▸ **Direction**
Count the lines in the rows below that contain the string "face", treating case as significant, and give only the number.

▸ **Stored entries**
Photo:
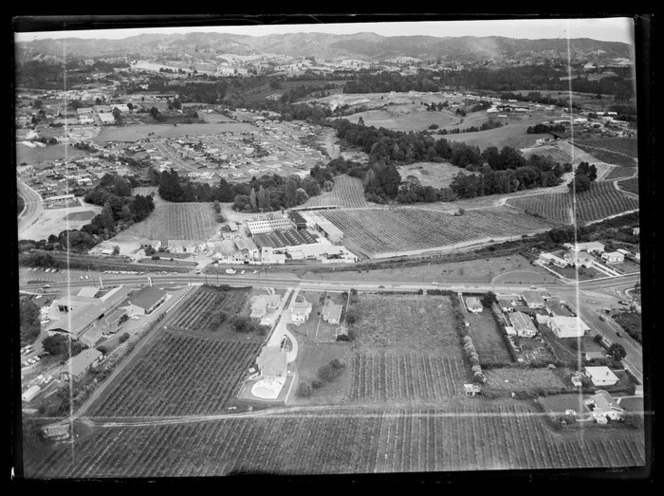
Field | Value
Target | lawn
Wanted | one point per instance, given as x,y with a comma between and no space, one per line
487,338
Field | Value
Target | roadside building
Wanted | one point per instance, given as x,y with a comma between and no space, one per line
522,325
300,310
269,225
601,376
613,257
332,313
604,407
533,299
567,327
146,300
77,366
30,393
473,304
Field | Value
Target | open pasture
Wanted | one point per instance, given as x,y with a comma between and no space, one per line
601,201
178,375
391,232
462,436
438,175
177,221
619,172
618,151
407,322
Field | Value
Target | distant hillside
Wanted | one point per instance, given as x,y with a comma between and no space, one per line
366,46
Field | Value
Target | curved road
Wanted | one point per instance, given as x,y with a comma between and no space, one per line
33,206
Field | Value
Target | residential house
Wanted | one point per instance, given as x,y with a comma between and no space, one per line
582,259
146,300
604,407
613,257
567,327
522,325
601,376
300,310
332,312
533,299
473,304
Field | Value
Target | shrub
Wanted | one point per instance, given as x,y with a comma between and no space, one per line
304,389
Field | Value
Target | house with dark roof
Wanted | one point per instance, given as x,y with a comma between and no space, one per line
146,300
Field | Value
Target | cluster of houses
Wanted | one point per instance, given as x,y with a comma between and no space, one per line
93,313
586,255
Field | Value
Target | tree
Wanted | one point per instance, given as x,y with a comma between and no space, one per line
304,389
252,200
579,184
617,351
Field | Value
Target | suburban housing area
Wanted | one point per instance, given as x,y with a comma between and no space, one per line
325,255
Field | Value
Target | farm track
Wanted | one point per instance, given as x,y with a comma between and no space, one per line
463,434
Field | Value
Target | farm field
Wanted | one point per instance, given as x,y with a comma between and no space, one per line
438,175
487,338
631,185
201,313
389,232
463,435
620,173
177,221
138,132
178,375
401,376
518,379
603,200
384,318
346,192
618,151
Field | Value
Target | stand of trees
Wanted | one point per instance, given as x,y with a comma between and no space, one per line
490,171
264,194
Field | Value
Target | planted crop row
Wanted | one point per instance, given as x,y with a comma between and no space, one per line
602,200
460,436
411,377
382,230
200,377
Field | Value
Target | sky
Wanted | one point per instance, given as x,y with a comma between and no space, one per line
604,29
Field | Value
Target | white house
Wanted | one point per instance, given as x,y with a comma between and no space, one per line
473,304
604,407
601,376
300,310
613,257
567,327
523,325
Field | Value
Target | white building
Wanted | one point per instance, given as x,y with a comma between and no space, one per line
601,376
613,257
567,327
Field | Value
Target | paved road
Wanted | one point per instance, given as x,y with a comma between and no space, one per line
577,296
33,206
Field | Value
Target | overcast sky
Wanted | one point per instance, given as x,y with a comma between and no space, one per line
605,29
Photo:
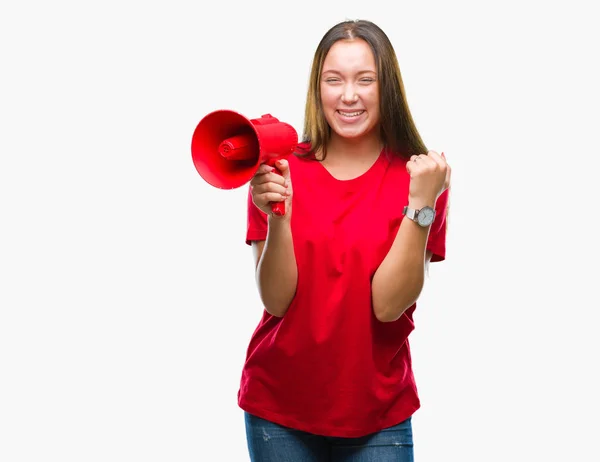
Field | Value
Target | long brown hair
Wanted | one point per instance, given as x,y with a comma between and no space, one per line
398,131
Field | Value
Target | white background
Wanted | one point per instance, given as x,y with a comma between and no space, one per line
127,293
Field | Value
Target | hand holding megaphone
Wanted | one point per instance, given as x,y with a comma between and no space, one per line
272,188
228,148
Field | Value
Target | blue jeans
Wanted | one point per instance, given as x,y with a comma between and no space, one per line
269,442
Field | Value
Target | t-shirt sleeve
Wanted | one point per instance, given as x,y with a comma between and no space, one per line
257,226
437,234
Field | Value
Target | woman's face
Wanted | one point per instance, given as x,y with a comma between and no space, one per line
350,89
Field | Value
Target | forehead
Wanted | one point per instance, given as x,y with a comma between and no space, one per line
353,54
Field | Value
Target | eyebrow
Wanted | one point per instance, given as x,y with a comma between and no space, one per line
333,71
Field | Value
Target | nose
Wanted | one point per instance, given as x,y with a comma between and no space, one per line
349,95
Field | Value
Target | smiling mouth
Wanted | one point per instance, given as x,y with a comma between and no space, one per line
350,114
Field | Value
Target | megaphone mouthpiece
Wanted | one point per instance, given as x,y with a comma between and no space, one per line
240,147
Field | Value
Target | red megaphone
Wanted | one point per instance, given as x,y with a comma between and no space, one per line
228,148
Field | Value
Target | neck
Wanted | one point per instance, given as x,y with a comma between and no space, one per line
363,148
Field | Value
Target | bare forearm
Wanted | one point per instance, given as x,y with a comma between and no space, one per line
399,279
277,273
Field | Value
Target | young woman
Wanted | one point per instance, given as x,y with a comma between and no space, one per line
328,371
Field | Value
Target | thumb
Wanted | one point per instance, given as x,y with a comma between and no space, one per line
283,167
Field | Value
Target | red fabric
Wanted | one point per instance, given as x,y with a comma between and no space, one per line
328,366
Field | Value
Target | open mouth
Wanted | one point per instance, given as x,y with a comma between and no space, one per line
350,114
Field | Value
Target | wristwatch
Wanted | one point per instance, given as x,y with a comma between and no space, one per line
423,217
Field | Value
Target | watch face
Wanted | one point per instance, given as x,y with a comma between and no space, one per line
425,217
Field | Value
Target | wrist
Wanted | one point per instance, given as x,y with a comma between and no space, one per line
418,203
277,223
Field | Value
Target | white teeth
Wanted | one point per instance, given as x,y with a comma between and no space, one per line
351,114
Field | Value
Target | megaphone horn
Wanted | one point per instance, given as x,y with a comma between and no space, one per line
228,148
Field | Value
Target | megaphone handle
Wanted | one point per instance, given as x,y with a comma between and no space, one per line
278,208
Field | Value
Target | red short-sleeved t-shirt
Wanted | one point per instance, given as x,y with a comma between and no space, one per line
328,366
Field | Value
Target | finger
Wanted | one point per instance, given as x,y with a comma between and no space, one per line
284,168
433,155
268,177
264,168
265,188
265,198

▸ **Reply**
2